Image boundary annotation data
## Begin

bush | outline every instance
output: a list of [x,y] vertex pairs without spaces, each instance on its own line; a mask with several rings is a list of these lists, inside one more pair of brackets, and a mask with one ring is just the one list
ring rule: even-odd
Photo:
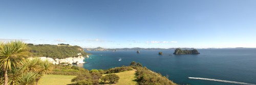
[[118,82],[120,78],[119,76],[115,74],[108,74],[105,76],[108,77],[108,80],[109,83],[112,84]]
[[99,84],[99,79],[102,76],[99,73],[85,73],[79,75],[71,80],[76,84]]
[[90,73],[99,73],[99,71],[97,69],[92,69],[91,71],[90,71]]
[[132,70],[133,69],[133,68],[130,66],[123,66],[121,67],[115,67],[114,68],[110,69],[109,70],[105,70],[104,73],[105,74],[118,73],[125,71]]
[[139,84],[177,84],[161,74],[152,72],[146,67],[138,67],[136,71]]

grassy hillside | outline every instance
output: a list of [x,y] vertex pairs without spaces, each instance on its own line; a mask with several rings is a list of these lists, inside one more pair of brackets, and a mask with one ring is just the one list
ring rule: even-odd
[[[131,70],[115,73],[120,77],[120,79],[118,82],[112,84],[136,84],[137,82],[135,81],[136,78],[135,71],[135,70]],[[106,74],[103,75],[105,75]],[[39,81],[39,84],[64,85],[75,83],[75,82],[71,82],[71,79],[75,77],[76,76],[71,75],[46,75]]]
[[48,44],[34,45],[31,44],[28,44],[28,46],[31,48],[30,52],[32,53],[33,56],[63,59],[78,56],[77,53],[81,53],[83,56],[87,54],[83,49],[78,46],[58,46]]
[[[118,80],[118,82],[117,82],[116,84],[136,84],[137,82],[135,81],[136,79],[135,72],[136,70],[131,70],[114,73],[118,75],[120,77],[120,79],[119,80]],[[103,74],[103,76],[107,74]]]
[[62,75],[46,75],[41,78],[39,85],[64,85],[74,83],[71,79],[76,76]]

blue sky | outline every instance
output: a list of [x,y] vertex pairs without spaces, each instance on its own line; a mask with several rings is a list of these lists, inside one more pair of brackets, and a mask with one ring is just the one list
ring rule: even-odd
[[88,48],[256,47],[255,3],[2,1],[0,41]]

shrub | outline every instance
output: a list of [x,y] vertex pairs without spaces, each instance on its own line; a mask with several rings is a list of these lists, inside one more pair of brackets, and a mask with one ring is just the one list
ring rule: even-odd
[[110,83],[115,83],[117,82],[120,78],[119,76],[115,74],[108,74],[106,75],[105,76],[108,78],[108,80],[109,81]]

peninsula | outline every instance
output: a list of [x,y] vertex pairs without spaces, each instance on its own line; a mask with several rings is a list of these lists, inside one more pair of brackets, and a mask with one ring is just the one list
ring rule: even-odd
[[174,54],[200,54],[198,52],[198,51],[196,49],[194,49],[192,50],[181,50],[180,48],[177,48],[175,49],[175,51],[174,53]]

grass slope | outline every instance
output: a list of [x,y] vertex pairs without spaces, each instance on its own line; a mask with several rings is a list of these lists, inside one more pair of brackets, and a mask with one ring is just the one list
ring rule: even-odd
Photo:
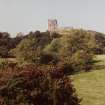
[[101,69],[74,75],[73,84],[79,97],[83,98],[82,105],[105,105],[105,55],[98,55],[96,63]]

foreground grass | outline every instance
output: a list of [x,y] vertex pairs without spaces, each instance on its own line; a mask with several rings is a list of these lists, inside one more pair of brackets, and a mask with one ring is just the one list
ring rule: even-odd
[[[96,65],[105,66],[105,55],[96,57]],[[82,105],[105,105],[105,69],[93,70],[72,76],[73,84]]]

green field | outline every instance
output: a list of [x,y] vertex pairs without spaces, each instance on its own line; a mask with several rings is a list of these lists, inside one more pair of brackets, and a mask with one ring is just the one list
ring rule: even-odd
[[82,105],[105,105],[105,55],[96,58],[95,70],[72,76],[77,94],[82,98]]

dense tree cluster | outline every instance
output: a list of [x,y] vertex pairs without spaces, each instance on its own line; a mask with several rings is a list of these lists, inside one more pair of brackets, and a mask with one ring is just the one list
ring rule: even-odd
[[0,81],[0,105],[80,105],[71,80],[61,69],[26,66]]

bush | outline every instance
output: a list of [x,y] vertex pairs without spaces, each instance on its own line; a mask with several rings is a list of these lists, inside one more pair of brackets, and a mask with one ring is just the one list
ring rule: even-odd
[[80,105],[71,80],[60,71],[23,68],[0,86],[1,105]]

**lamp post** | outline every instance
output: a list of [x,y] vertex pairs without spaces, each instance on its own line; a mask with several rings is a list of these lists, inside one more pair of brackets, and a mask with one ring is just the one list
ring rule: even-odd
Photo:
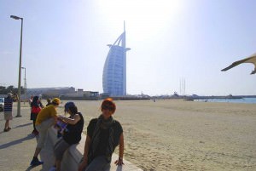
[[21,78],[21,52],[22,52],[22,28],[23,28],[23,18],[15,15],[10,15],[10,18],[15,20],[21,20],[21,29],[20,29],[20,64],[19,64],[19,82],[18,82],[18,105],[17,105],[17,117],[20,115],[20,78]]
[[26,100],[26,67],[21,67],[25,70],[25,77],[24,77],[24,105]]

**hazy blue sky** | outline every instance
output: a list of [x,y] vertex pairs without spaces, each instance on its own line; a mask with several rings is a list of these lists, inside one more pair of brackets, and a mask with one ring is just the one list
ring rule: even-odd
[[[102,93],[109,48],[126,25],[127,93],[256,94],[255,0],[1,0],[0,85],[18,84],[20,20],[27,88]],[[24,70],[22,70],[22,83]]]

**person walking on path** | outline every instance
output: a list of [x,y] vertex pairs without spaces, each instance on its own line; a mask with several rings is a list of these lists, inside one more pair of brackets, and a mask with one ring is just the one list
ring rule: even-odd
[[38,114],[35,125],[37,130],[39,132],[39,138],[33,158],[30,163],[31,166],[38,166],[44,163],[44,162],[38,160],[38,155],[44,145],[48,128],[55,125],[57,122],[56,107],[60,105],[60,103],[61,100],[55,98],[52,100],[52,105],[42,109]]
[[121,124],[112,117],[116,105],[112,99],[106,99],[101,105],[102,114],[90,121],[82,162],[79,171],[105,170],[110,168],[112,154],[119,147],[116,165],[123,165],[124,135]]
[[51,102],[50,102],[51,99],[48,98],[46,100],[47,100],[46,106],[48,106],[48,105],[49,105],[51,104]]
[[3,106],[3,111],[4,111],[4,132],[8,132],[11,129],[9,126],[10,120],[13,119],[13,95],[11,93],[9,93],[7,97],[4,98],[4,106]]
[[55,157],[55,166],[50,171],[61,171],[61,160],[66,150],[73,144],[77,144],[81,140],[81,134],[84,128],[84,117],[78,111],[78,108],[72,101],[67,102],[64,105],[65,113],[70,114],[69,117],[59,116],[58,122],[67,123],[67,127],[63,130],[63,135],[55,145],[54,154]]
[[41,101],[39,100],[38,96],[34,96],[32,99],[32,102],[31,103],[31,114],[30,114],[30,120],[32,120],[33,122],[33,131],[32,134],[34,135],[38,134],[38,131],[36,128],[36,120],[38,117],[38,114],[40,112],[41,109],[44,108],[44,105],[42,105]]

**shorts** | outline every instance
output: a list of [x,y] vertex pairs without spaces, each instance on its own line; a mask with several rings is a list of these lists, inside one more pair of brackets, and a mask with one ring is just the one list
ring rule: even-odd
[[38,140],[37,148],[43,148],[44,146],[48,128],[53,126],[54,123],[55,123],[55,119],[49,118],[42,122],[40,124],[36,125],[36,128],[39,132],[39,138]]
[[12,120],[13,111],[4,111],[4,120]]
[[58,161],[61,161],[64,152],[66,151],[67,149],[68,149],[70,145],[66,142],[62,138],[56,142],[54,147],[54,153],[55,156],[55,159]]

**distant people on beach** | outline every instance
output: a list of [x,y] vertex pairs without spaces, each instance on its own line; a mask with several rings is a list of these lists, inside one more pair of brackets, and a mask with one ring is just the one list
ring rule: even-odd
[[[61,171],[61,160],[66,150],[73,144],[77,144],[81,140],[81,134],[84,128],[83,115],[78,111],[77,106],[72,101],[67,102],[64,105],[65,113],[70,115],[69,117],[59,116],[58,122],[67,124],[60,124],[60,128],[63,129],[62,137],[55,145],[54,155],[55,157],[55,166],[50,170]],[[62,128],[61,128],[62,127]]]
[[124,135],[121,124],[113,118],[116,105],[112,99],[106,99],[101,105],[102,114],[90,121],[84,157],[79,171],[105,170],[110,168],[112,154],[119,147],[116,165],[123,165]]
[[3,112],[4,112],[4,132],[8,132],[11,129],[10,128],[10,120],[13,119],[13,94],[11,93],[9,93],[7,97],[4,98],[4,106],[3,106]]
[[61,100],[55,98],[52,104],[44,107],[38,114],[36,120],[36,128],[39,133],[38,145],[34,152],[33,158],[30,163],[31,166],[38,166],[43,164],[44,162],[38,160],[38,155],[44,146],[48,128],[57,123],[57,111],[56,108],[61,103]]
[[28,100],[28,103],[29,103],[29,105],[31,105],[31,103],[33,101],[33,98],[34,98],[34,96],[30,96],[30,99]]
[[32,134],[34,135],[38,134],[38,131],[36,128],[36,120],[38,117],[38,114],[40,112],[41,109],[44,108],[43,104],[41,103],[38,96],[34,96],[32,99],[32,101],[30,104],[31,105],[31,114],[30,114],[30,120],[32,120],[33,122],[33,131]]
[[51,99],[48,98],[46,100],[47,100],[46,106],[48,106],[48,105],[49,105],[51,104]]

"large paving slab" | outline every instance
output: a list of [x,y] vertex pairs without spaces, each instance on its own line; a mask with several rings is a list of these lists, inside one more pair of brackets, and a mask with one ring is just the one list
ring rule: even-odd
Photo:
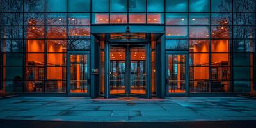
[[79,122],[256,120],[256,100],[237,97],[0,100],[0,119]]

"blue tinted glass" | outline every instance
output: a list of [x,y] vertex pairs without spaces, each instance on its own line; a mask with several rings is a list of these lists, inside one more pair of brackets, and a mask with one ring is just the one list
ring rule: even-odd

## End

== The request ==
Could you copy everything from the line containing "post** | outline every instance" down to the line containing "[[26,100],[26,67],[21,67],[25,70],[25,77],[24,77],[24,105]]", changing "lamp post" to "streetlight" and leaving all else unchanged? Leave the pictures out.

== Complete answer ==
**streetlight** | outline every instance
output: a list of [x,y] vertex pairs without spaces, each instance on its own line; a mask with several rings is a list of these lists, inside one more pair of brackets, and a mask with one ring is just the one list
ring rule: even-odd
Photo:
[[21,78],[21,52],[22,52],[22,28],[23,28],[23,18],[15,15],[10,15],[10,18],[15,20],[21,20],[21,29],[20,29],[20,64],[19,64],[19,82],[18,82],[18,105],[17,105],[17,117],[20,115],[20,78]]
[[26,100],[26,67],[21,67],[25,70],[25,77],[24,77],[24,105]]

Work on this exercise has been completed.